Job:
Which lines in the records below contain the string "boot", matching case exactly? Filter the records down to those lines and copy each one.

──────── Task input ────────

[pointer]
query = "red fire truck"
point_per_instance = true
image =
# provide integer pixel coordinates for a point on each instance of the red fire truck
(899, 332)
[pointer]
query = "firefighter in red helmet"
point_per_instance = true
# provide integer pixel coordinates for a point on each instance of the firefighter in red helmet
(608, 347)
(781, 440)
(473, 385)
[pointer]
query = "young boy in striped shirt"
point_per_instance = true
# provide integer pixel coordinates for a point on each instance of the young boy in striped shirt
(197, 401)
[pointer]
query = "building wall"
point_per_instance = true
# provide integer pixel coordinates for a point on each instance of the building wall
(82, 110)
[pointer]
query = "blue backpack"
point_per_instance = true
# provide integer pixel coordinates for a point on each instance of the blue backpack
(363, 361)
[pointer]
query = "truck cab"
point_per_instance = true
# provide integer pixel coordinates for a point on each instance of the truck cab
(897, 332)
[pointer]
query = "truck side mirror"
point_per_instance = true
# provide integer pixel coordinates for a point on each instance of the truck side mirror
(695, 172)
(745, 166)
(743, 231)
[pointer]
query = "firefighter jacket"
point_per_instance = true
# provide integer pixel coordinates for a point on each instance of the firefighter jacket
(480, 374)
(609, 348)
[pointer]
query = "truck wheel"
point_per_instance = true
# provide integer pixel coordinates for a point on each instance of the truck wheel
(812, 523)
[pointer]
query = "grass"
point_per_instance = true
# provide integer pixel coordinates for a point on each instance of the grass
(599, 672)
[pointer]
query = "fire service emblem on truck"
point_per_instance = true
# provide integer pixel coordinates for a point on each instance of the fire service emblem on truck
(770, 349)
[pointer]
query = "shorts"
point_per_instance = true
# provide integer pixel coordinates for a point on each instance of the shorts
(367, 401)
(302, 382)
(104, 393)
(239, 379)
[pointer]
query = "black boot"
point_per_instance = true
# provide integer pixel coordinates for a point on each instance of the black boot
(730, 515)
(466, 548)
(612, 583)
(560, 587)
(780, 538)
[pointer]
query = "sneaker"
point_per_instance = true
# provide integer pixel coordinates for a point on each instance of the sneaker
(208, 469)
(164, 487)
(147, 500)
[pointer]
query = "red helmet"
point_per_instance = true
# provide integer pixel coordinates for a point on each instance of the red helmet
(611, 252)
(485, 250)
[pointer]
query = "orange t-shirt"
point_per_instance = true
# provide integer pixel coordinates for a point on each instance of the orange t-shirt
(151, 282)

────────
──────── Task input ────────

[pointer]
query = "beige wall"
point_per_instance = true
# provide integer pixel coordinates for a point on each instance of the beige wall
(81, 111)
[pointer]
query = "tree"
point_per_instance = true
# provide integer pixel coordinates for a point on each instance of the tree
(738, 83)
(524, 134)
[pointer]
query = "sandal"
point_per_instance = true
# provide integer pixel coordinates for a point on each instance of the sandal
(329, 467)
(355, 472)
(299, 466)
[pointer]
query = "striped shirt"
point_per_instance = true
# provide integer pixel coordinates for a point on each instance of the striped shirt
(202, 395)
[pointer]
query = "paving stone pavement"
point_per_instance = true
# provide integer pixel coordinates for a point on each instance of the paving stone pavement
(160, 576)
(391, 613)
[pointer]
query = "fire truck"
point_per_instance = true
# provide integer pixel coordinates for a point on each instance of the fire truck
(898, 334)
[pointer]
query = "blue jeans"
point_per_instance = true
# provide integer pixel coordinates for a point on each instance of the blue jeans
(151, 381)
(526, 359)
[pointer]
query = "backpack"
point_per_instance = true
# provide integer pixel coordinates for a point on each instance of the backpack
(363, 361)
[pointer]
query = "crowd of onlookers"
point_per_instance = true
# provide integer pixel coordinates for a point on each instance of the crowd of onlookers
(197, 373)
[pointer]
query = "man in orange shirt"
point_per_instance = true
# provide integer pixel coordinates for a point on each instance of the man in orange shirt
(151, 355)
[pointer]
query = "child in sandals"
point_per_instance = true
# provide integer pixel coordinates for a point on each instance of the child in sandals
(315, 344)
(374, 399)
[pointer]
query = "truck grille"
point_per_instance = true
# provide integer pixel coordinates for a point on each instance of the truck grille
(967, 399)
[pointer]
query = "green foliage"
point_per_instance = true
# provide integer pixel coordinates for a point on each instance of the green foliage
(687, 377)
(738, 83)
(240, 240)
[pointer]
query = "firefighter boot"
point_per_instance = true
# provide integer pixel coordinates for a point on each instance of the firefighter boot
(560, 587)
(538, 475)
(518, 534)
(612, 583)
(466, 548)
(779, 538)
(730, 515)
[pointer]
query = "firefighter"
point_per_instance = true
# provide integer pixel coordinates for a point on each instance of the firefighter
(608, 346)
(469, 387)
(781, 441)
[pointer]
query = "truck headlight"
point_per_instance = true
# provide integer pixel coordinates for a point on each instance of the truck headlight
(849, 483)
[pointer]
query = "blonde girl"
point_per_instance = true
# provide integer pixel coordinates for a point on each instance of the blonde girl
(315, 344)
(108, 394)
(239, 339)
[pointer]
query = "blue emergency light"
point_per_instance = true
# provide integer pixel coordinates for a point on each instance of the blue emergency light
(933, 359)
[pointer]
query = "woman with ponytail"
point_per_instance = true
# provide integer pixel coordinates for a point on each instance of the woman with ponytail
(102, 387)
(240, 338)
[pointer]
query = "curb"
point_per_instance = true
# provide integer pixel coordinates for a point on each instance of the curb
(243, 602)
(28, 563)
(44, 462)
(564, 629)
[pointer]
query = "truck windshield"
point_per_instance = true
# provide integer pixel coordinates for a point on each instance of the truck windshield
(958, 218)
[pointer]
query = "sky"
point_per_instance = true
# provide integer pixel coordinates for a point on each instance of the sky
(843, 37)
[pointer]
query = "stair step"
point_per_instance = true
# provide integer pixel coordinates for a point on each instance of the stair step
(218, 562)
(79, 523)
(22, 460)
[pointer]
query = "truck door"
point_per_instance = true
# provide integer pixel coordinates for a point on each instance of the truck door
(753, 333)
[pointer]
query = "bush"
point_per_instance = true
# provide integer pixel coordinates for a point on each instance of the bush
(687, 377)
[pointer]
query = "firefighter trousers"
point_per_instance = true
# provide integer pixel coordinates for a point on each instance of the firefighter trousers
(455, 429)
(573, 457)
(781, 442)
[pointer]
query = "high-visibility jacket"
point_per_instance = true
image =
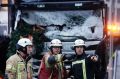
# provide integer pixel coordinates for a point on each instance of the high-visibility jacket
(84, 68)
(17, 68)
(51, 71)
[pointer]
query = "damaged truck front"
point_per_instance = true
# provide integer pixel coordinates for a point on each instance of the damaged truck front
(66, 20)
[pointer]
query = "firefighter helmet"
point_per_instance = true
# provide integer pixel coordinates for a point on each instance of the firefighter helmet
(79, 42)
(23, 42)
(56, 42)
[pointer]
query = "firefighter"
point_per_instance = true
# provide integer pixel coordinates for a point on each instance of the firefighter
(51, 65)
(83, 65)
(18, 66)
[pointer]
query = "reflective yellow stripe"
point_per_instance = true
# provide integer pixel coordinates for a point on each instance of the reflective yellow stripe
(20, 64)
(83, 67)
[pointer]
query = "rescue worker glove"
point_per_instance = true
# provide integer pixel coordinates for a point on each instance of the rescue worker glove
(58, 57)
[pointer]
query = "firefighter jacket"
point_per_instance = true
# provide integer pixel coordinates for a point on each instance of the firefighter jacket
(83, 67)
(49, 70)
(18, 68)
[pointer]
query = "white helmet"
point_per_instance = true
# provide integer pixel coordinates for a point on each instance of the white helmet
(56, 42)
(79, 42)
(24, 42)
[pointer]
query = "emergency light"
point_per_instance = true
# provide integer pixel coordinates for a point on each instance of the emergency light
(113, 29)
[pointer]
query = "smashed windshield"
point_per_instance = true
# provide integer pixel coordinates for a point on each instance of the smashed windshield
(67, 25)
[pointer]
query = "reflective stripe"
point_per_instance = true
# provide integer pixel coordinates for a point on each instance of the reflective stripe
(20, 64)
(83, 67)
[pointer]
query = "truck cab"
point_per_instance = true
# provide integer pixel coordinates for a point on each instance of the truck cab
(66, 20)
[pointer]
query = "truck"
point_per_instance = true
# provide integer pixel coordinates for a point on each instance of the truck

────────

Result of this exercise:
query = "black boot"
# provide integer pixel coordinates for a point on each instance of the black boot
query = "firefighter boot"
# provide integer pixel coordinates for a point on each instance of the firefighter boot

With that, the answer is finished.